begin Source extract

Newsgroups: comp.sys.amiga.programmer
Path: utzoo!utgpu!watserv1!watdragon!rose!ccplumb
From: ccplumb@rose.uwaterloo.ca (Colin Plumb)
Subject: Re: Bizarre Fantasy: RLL Flopies?
Message-ID: <1991Apr4.091810.5359@watdragon.waterloo.edu>
Keywords: MFM, RLL, Floppies, Blitter, Clueless, Fantasy, etc.
Sender: news@watdragon.waterloo.edu (News Owner)
Organization: University of Waterloo
References: <1991Apr2.061633.17980@kessner.denver.co.us>
Date: Thu, 4 Apr 1991 09:18:10 GMT
Lines: 238

chris@kessner.denver.co.us (Chris Hanson [Lord Xenon]) wrote:
> RLL 2,7 typically gives an approximate
> 150% storage space increase, presumably by using only 3 bits to encode
> 2 input bits, instead of MFM's piggish 4 bits out for every 2 bits in.

Nope, 2,7 RLL also encodes 1 "data" bit as 2 "raw" bits.  You want
something I've spent a while thinking about, 1,7 RLL.

>   Now, I know that RLL hard drives use more than just a different type
> of encoding algorithm, as you can not always use a MFM HD with and RLL
> controller, successfully. Am I missing something? Is anyone out there
> familliar with the RLL 2,7 algorithm?

Okay, here's a tutorial on magnetic recording technology.  When you
record something on a disk, the north poles of the ferrite particles
are aligned either with the direction of rotation, or against it.
There is "vertical recording" technology in the labs that points them
up and down, but this is how it works for now.

Now, a "raw" 1 bit is written as a *change* in the direction of
magnetisation, while a raw 0 bit is written as no change.  Thus, a
track is made up of a bunch of little bar magnets of various lengths,
each corresponding to a gap between adjacent 1 bits.

If the gap is too small, the magnet is weak and easily erased.  This is
not good.  Standard floppies, spinning at 300 rpm, are engineered to
use a 4us gap size.  Now, on the outer tracks, this is a lot more
length than on the inner ones, so you can usually get away with a
much smaller (2us) gap and have it work pretty reliably... a number of
copy-protection schemes do this.  But it's not guaranteed to and is Bad
Practice.

On the other hand, while reading the disk, the computer has to measure
the lenths of the gaps to determine how many 0 bits to put in each.
It synchronises with the 1 bits and, if it hasn't received another 1
bit by the time 1.5 bits have rolled around, assumes it's a 0 bit and
goes on.

These two parameters specify minimum and maximum sizes on runs of zeros
between adjacent 1's.  This is what a run-lengh-limited code is all about.

end Source extract

● Problems:
1. Pick out every line in the records below that contains the string "dark", and copy each of those lines unchanged.
2. Please carry the post on RLL floppy encoding above forward, writing what comes after its final sentence.

begin Listing

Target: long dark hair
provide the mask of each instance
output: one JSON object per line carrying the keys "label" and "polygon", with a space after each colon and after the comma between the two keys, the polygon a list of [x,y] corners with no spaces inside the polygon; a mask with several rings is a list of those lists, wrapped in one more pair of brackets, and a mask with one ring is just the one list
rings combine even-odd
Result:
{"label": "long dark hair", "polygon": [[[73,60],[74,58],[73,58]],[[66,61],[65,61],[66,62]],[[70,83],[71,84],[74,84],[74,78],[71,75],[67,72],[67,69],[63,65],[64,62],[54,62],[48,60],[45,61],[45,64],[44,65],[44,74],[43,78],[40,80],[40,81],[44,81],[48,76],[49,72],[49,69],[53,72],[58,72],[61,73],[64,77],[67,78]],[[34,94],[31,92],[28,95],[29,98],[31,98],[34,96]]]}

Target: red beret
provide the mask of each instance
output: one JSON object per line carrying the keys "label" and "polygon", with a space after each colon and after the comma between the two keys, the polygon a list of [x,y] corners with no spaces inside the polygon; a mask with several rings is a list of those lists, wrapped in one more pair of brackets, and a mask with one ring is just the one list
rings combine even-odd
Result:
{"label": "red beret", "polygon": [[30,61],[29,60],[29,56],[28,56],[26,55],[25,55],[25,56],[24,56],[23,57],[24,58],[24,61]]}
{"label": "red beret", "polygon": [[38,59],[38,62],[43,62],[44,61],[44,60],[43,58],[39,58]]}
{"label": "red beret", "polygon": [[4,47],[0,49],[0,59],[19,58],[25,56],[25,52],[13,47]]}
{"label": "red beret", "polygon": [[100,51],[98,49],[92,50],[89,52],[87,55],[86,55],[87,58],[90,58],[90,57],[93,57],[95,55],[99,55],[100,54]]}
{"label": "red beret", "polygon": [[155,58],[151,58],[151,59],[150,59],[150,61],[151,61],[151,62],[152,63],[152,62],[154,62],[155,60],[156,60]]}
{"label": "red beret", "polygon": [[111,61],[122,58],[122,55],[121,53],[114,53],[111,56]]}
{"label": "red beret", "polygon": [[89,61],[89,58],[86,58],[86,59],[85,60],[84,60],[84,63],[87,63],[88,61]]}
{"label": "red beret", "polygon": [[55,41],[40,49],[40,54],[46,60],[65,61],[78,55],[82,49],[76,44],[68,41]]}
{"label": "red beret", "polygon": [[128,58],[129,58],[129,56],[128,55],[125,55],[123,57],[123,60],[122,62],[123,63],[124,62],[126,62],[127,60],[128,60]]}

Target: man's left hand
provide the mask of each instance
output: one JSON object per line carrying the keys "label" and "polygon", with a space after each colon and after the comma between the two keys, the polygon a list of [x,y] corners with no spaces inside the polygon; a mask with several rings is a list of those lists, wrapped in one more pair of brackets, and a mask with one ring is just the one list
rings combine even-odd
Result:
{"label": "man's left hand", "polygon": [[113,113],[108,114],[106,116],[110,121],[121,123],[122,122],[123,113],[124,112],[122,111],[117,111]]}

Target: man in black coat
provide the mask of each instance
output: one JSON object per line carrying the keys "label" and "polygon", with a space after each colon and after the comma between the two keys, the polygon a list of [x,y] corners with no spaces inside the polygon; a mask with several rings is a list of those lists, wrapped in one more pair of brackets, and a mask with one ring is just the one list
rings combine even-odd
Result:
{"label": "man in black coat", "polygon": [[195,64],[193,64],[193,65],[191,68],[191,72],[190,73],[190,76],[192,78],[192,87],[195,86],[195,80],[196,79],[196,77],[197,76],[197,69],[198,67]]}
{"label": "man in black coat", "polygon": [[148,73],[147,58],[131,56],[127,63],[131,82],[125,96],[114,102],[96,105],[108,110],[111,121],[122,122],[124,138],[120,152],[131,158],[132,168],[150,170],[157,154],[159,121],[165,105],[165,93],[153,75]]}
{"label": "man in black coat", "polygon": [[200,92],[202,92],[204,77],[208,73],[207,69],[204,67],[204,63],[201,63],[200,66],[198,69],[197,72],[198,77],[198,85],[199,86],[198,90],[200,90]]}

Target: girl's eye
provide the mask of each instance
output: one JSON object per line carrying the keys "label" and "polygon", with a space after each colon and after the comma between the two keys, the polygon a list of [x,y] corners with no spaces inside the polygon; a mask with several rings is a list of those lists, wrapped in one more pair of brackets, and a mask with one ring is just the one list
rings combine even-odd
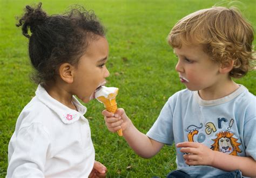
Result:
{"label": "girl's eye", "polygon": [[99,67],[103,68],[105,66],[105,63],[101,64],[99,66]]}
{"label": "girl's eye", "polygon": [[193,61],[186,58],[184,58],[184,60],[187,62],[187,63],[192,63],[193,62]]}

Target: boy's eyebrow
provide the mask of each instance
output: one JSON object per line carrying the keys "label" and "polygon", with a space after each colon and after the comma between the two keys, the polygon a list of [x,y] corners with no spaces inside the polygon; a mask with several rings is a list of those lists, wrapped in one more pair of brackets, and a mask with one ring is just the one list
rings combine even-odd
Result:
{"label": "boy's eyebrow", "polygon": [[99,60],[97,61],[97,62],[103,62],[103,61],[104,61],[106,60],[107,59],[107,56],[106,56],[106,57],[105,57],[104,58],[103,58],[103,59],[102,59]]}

end Listing
begin Listing

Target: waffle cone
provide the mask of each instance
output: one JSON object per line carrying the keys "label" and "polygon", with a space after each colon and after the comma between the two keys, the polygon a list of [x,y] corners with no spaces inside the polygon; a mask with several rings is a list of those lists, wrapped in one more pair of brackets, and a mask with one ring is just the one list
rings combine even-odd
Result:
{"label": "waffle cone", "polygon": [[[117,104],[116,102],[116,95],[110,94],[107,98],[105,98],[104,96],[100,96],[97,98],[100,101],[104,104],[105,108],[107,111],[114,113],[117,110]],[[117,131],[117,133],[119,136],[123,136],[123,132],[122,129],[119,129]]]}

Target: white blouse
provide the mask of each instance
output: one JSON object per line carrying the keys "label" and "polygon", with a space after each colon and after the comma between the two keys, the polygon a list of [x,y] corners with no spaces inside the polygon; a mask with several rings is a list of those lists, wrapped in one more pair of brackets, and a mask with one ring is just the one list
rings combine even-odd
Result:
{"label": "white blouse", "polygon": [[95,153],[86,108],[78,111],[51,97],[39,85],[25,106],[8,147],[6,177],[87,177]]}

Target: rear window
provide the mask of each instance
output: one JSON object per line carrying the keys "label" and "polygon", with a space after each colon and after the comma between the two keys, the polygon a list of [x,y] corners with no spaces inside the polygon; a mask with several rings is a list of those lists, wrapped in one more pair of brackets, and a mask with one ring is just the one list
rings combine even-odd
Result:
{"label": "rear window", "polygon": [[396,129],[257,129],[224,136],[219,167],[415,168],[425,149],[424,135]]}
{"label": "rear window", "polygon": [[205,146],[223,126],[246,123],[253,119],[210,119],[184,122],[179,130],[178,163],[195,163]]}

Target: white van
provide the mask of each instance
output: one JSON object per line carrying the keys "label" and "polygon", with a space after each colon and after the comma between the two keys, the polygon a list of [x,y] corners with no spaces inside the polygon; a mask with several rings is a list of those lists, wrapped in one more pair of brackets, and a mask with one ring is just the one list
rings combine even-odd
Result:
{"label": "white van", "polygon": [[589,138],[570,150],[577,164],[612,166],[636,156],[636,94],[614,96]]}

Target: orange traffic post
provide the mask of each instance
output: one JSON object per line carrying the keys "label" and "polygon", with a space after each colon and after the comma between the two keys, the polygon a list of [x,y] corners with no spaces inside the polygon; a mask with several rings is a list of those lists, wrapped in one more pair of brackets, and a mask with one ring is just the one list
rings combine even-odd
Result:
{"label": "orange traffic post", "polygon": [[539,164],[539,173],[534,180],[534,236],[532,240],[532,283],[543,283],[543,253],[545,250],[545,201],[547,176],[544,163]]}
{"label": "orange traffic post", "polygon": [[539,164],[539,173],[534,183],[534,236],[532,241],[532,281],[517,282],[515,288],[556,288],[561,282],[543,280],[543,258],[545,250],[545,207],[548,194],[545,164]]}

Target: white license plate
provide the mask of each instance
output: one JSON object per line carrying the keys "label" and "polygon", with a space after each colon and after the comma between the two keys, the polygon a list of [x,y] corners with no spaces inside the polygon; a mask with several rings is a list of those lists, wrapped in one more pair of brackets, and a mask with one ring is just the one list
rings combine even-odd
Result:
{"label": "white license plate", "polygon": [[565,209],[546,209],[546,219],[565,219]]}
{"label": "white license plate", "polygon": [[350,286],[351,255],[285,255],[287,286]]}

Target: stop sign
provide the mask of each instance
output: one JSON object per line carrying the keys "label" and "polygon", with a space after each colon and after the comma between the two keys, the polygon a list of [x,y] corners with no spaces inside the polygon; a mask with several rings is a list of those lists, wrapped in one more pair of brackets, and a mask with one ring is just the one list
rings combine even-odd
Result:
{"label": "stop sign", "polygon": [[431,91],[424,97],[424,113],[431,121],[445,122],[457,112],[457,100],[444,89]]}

end Listing
begin Listing

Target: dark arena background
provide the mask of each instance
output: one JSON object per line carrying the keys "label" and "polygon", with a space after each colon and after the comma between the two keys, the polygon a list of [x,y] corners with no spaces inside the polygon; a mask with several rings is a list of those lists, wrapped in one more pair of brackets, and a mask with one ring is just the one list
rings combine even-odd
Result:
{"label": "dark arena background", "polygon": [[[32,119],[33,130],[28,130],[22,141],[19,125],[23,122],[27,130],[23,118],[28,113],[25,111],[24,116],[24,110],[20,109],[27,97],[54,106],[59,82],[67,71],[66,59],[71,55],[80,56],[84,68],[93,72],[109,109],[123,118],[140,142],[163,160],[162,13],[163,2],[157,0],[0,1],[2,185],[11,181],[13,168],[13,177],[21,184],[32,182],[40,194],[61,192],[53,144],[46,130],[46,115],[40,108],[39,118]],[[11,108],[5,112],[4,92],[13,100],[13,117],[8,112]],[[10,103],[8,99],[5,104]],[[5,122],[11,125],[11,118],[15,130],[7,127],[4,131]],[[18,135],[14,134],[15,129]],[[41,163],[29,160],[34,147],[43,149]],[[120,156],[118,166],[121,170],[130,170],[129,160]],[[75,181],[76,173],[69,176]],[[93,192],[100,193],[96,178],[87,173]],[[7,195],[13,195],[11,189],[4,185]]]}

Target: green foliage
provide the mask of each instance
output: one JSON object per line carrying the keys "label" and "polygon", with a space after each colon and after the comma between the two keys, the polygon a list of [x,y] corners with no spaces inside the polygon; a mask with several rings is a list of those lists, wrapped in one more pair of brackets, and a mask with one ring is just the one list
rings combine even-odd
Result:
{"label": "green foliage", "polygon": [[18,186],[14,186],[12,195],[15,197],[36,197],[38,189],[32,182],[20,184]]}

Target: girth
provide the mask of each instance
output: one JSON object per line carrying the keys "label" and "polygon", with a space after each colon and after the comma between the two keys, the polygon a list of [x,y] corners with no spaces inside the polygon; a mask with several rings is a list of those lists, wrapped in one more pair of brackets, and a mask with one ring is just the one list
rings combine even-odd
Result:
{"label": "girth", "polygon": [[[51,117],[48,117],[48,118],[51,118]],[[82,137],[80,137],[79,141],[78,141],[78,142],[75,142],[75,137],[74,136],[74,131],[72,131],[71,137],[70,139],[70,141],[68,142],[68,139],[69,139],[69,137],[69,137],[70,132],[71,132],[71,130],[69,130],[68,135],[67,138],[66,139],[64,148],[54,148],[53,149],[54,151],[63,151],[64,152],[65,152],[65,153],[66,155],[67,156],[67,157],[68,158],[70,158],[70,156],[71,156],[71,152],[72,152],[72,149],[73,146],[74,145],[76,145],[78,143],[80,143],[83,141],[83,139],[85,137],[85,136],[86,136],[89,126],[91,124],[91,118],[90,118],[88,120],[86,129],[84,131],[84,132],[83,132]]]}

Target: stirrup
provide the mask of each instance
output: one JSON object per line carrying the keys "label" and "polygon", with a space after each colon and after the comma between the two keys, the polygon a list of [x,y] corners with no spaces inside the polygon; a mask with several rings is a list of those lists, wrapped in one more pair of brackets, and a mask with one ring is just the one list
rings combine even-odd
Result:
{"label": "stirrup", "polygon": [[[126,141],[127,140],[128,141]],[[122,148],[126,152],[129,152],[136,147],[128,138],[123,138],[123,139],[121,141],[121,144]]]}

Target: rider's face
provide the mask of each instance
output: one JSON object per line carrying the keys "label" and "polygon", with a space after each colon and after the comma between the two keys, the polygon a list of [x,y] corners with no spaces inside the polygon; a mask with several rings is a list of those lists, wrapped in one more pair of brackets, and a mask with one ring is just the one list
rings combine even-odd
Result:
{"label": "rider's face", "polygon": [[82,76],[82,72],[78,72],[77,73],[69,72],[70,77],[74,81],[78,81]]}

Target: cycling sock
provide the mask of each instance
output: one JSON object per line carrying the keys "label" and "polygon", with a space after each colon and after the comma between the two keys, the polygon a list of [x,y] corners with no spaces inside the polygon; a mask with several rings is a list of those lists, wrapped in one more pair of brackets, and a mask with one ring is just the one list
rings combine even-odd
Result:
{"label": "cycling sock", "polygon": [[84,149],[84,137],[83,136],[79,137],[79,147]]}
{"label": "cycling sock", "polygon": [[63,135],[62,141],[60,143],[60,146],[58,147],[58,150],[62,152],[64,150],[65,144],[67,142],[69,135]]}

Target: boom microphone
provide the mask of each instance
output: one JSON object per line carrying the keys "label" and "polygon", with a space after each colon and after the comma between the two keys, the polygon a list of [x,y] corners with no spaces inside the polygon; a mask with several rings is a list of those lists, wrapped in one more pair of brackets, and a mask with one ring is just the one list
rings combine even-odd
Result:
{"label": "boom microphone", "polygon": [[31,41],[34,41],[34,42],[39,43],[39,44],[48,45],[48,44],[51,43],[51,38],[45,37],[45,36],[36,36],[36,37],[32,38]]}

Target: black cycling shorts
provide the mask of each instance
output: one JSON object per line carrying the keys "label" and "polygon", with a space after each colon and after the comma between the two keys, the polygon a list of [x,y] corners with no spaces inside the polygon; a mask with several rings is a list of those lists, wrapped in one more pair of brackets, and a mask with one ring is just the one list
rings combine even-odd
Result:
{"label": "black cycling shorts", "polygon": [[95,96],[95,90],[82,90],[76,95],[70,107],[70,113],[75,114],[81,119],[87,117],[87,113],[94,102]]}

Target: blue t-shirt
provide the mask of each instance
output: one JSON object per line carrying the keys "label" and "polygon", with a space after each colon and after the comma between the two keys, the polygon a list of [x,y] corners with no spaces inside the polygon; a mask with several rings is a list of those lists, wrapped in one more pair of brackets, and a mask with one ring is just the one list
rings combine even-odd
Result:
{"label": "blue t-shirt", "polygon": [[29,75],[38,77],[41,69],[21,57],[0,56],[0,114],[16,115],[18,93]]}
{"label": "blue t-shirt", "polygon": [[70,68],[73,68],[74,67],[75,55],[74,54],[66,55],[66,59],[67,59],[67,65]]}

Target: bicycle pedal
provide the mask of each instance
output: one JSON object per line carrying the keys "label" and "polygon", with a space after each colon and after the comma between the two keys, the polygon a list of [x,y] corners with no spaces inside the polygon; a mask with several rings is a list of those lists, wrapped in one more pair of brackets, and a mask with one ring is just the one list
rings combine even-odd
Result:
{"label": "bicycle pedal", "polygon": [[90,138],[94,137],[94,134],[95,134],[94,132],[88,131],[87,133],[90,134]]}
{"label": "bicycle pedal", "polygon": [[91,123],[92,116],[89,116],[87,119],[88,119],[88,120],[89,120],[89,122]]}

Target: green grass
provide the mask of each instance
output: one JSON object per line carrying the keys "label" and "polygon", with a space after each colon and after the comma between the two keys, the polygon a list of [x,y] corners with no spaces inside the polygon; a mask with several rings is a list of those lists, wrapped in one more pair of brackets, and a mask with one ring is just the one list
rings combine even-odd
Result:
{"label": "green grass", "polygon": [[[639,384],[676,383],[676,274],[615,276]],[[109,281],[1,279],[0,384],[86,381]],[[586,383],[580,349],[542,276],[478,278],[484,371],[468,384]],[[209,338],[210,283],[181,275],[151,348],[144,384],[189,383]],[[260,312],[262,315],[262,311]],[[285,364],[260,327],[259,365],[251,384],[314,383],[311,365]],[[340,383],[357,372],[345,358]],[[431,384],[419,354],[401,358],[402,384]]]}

end Listing

● Answers for the tasks:
1.
Target: long dark hair
{"label": "long dark hair", "polygon": [[[73,60],[74,58],[73,58]],[[66,61],[65,61],[66,62]],[[70,83],[71,84],[74,84],[74,78],[71,75],[67,72],[67,69],[63,65],[64,62],[54,62],[48,60],[45,61],[45,64],[44,65],[44,74],[43,78],[40,80],[40,81],[44,81],[48,76],[49,72],[49,69],[53,72],[58,72],[61,73],[64,77],[67,78]],[[34,94],[31,92],[28,95],[29,98],[31,98],[34,96]]]}
Target: dark arena background
{"label": "dark arena background", "polygon": [[[32,119],[33,130],[28,130],[22,141],[19,125],[23,122],[27,130],[23,118],[28,113],[25,111],[24,116],[24,110],[20,109],[27,97],[54,106],[59,82],[67,71],[66,59],[71,55],[80,56],[84,68],[93,72],[109,109],[123,118],[140,142],[163,160],[162,13],[163,2],[157,0],[0,1],[2,185],[11,181],[13,168],[13,177],[21,184],[32,182],[40,194],[61,192],[53,144],[46,130],[46,115],[40,108],[39,118]],[[11,108],[5,112],[4,92],[13,100],[13,117],[8,112]],[[10,103],[8,99],[5,104]],[[5,122],[11,125],[11,118],[15,130],[7,127],[4,131]],[[18,135],[14,134],[15,129]],[[41,163],[29,160],[34,147],[43,149]],[[120,156],[118,166],[121,170],[130,170],[129,160]],[[75,181],[76,173],[69,176]],[[93,192],[100,193],[96,178],[87,173]],[[7,195],[13,195],[11,189],[4,185]]]}

2.
MFM is a (1,3) RLL code.  GCR is a (0,2) RLL code.  There are lots of
others.

Now, these restrictions mean that one raw bit is not completely
arbitrary, so can't carry one complete bit's worth of information.  In
general, the more zero bits that must follow a 1 bit, the less dense a
code is, and the more zero bits that can, the more dense a code is.  A
bit of elementary combinatorics (omitted), comes up with the following
theoretical limits on data bits per raw bit for various RLL
restrictions:

(0,infinity) 1.00000000
(0,2)        0.87914642

(1,infinity) 0.69424191
(1,7)        0.67928626
(1,6)        0.66903164
(1,3)        0.55146308 \
                         > Yes, these two are identical
(2,infinity) 0.55146308 /
(2,7)        0.51736957

Now, The actual densities achieved are .8 for GCR (0,2), .5 for MFM
(1,3), and .5 for (2,7).  Seen in this light, MFM doesn't do so badly..
it's about 90% of optimal.  (2,7) RLL is within 3.5%, while GCR is also
about 90% of optimal.

Now, the first digit (0, 1, 2 in the above) is the shortest run of 0's
allowed.  Adding a 1 to terminate the run should leave at least 4us
between 1 bits, so a (0,n) RLL code must be written a 4us/bit, a
(1,n) RLL code can be written at 2us/bit, and a (2,n) RLL code can be
written at 1.33us/bit.  The ratio (6/4) of bit times between (1,n) RLL
and (2,n) RLL codes is the 50% density increase you get with RLL.

However, as the second number goes up, you have to be more accurate at
counting bit times to make sure you don't read 7 0's as 6 or 8.  There
are all kinds of sources of error in reading magnetic media that conspire
to make it difficult.

The first observation: going to (2,7) RLL lets you use shorter bit times.
Since the Amiga can't write at other than 2 and 4 us/bit, that doesn't
gain us anything.  However, there is a reason I included the (1,6)
and (1,7) entries... since they're (1,n) RLL codes, they are designed
to be written at 2us/bit, but they have densities greater than 2/3,
so we can get 2 data bits per 3 raw bits, i.e. 4 per 6, versus 3 per 6
for MFM.  *This* is a possiblity.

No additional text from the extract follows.